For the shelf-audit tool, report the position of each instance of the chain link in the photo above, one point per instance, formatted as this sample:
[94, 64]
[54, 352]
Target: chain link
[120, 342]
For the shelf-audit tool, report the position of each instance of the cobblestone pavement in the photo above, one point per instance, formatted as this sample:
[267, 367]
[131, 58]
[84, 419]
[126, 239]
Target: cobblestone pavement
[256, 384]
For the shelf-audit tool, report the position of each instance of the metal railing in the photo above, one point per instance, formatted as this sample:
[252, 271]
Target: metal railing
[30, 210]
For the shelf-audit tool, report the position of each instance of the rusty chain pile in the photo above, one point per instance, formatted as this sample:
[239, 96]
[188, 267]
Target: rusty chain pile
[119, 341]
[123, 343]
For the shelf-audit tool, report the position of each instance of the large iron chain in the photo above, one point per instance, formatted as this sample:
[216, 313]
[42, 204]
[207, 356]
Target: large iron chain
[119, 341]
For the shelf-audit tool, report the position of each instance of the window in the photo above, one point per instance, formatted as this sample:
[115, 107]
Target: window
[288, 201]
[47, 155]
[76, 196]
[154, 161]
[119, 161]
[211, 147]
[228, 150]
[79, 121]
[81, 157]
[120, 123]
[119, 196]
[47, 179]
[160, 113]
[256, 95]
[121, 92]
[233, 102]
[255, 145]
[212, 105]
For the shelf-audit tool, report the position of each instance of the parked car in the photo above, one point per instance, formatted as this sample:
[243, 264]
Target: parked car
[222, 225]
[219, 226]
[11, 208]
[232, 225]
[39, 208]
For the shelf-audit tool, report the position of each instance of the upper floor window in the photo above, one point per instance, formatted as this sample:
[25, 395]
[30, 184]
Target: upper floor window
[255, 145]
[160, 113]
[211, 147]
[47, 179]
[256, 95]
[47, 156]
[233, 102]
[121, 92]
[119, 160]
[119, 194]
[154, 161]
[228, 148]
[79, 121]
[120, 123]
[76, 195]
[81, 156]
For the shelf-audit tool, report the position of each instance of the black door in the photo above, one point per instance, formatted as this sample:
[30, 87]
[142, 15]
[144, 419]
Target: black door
++++++++++
- [Directions] Exactly reproduce the lines beginning with the one that contains "of the cobblestone" and ending with the last line of the material, both included. Leave out everything else.

- [Solution to the problem]
For the shelf-audit tool, report the position of each instance of the cobblestone pavement in the photo above, one point per instance, formatted as this sample:
[267, 367]
[131, 58]
[84, 419]
[126, 239]
Target: cobblestone pavement
[256, 384]
For the shelf-audit tool, report the position of each instance of the metal railing in the photo above, one point per instance, formatted as this sample:
[252, 271]
Target: metal railing
[30, 210]
For the shelf-audit tool, report the position of each instance of the rusty chain pile in the photo above, one point per instance, formatted as this sample:
[239, 96]
[188, 267]
Target: rusty chain pile
[119, 341]
[123, 343]
For the shelf-audit tool, report the position of each instance of the large iron chain in the photo above, one point per instance, formatted as this sample:
[216, 313]
[42, 204]
[207, 356]
Target: large iron chain
[119, 341]
For the shelf-audit tool, report the position of each instance of the window in the photo above, one point per instance, formatted as this sample:
[115, 107]
Target: window
[288, 201]
[47, 155]
[76, 196]
[154, 161]
[119, 161]
[211, 147]
[228, 150]
[79, 121]
[81, 157]
[120, 123]
[119, 196]
[47, 179]
[160, 113]
[256, 95]
[121, 92]
[233, 102]
[255, 145]
[212, 105]
For the shelf-audit tool, report the position of each instance of the parked car in the photo above, one point per instance, formatted as this sample:
[243, 264]
Target: parked car
[222, 225]
[219, 226]
[11, 208]
[232, 225]
[39, 208]
For the shelf-audit tool, report the position of each instance of the upper floor window in the photo above, one point per instance, formatted as this sample:
[25, 395]
[30, 184]
Target: upper floor window
[255, 145]
[160, 113]
[211, 147]
[47, 179]
[256, 95]
[47, 156]
[233, 102]
[121, 92]
[119, 160]
[119, 194]
[154, 161]
[228, 148]
[79, 121]
[120, 123]
[76, 195]
[81, 156]
For the shelf-audit tool, report the position of each instance of the black door in the photo above, one point per instance, formatted as this sample:
[30, 87]
[142, 15]
[144, 419]
Target: black door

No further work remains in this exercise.